• [PROBLEM TO WORK ON]
Edit every one of the records below so that each occurrence of "top-left corner" reads "upper-left corner", with everything else left unchanged. Leave the pictures out of your answer.

• [THE RECORDS]
— BEGIN —
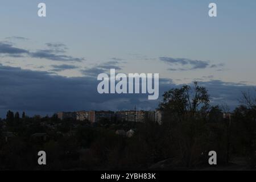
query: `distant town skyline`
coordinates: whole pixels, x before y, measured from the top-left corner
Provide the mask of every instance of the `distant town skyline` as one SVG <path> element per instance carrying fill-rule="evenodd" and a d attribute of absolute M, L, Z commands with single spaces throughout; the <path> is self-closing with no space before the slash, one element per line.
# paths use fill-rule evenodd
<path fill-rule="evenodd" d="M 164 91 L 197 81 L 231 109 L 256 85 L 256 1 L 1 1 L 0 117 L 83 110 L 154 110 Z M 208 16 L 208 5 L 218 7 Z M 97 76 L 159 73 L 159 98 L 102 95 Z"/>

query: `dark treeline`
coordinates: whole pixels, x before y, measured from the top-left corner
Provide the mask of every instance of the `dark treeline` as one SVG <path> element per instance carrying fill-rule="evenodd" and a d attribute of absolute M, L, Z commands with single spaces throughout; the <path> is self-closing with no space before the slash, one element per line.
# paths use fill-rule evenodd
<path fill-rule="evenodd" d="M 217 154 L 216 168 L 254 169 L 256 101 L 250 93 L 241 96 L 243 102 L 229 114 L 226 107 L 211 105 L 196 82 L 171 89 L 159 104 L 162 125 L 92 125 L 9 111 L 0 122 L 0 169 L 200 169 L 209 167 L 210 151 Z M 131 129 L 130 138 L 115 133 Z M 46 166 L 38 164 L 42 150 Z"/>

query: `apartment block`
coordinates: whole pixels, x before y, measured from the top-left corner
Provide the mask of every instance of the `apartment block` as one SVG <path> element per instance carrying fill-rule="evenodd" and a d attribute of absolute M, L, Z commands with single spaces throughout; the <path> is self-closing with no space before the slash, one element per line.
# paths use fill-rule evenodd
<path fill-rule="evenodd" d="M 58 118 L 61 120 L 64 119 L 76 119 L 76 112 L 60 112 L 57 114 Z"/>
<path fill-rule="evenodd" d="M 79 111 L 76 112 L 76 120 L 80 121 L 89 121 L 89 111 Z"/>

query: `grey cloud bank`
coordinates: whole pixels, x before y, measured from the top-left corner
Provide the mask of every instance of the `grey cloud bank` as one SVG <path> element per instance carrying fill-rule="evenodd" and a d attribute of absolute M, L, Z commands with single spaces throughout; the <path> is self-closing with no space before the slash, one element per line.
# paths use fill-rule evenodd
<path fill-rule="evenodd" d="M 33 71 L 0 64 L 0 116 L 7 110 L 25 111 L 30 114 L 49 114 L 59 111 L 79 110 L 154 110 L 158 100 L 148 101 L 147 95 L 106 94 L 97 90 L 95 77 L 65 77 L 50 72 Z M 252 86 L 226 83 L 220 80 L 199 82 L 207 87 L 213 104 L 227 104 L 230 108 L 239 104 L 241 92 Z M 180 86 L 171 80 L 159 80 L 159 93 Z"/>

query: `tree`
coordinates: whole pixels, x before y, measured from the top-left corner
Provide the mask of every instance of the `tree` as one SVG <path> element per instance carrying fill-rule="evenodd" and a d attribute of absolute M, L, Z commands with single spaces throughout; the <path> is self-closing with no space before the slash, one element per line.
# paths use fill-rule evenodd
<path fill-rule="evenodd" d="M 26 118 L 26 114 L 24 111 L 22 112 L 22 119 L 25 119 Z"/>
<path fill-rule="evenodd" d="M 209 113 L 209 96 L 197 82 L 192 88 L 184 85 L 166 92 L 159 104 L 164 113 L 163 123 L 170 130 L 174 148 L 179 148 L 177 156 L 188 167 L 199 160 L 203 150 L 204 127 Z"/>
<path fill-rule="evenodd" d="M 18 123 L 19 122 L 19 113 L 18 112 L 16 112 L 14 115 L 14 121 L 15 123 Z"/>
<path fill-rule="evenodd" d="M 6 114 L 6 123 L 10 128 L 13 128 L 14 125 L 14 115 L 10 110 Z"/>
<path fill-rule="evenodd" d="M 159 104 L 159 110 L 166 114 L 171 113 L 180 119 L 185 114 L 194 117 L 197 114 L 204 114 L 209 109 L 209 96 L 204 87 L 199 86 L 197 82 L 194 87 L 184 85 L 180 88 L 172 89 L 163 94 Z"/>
— END —
• [WORKED ANSWER]
query: `distant town skyline`
coordinates: whole pixels, x before y, measured from the upper-left corner
Provide the mask of every instance of the `distant town skyline` as one SVG <path> element per instance carrying fill-rule="evenodd" and a d attribute of absolute M, L, Z commands with single spaces throughout; the <path> is self-closing with no space before the slash, one element per line.
# paths use fill-rule evenodd
<path fill-rule="evenodd" d="M 164 91 L 197 81 L 231 109 L 256 85 L 256 1 L 1 1 L 0 117 L 83 110 L 154 110 Z M 208 16 L 208 5 L 218 7 Z M 97 76 L 159 73 L 159 98 L 102 95 Z"/>

query: `dark treeline`
coordinates: whole pixels, x before y, measured from the upper-left corner
Provide the mask of every instance of the `dark treeline` as one SVG <path> element per instance carrying fill-rule="evenodd" and a d attribute of absolute M, L, Z commands with single spaces throughout; the <path> is self-closing with no space before the slash, one element per line.
# paths use fill-rule evenodd
<path fill-rule="evenodd" d="M 217 154 L 216 168 L 254 169 L 256 101 L 250 93 L 241 96 L 243 102 L 229 114 L 226 107 L 211 105 L 196 82 L 171 89 L 159 104 L 162 125 L 92 125 L 9 111 L 0 122 L 0 169 L 200 169 L 209 167 L 210 151 Z M 131 129 L 130 138 L 115 133 Z M 46 166 L 38 164 L 42 150 Z"/>

query: `apartment block`
coordinates: whole pixels, x before y, measured from the upper-left corner
Provide the mask of every instance of the `apartment block` as one SVG <path> element per instance carrying fill-rule="evenodd" and a d attribute of absolute M, L, Z commands with single spaces throughout; the <path> is self-closing with no space before the slash, one element per line.
# paths use fill-rule evenodd
<path fill-rule="evenodd" d="M 58 118 L 61 120 L 64 119 L 76 119 L 76 112 L 60 112 L 57 114 Z"/>
<path fill-rule="evenodd" d="M 79 111 L 76 112 L 76 120 L 80 121 L 89 121 L 89 111 Z"/>

query: `grey cloud bank`
coordinates: whole pixels, x before y, measured from the upper-left corner
Provide the mask of every instance of the `grey cloud bank` as one SVG <path> element per instance carrying fill-rule="evenodd" and a d attribute of absolute M, L, Z commands with single spaces throughout; the <path> is self-closing with no space before the slash, one element per line.
# paths use fill-rule evenodd
<path fill-rule="evenodd" d="M 33 71 L 0 64 L 0 116 L 7 110 L 25 111 L 30 114 L 49 114 L 59 111 L 79 110 L 154 110 L 158 100 L 148 101 L 147 95 L 106 94 L 97 90 L 95 77 L 65 77 L 50 72 Z M 252 86 L 226 83 L 220 80 L 199 82 L 207 87 L 213 104 L 227 104 L 230 108 L 239 104 L 241 92 Z M 180 86 L 171 80 L 159 80 L 159 93 Z"/>

query: `tree`
coordinates: whole pixels, x before y, measured from the upper-left corner
Provide the mask of every instance of the `tree` as one SVG <path> element per instance carrying fill-rule="evenodd" and a d attribute of absolute M, L, Z commands with single spaces throughout; the <path> is self-closing with no space before the slash, one element per line.
# paths use fill-rule evenodd
<path fill-rule="evenodd" d="M 26 118 L 26 114 L 24 111 L 22 112 L 22 119 L 25 119 Z"/>
<path fill-rule="evenodd" d="M 209 113 L 209 96 L 197 82 L 192 88 L 184 85 L 166 92 L 159 104 L 164 113 L 163 123 L 170 130 L 174 148 L 179 148 L 177 156 L 188 167 L 199 160 L 203 150 L 204 127 Z"/>
<path fill-rule="evenodd" d="M 18 123 L 19 122 L 19 113 L 18 112 L 16 112 L 14 115 L 14 121 L 15 123 Z"/>
<path fill-rule="evenodd" d="M 6 114 L 6 123 L 10 128 L 13 128 L 14 125 L 14 115 L 10 110 Z"/>
<path fill-rule="evenodd" d="M 159 104 L 159 110 L 166 114 L 171 113 L 180 119 L 185 114 L 194 117 L 197 114 L 204 114 L 209 109 L 209 96 L 204 87 L 199 86 L 197 82 L 194 87 L 184 85 L 180 88 L 172 89 L 163 94 Z"/>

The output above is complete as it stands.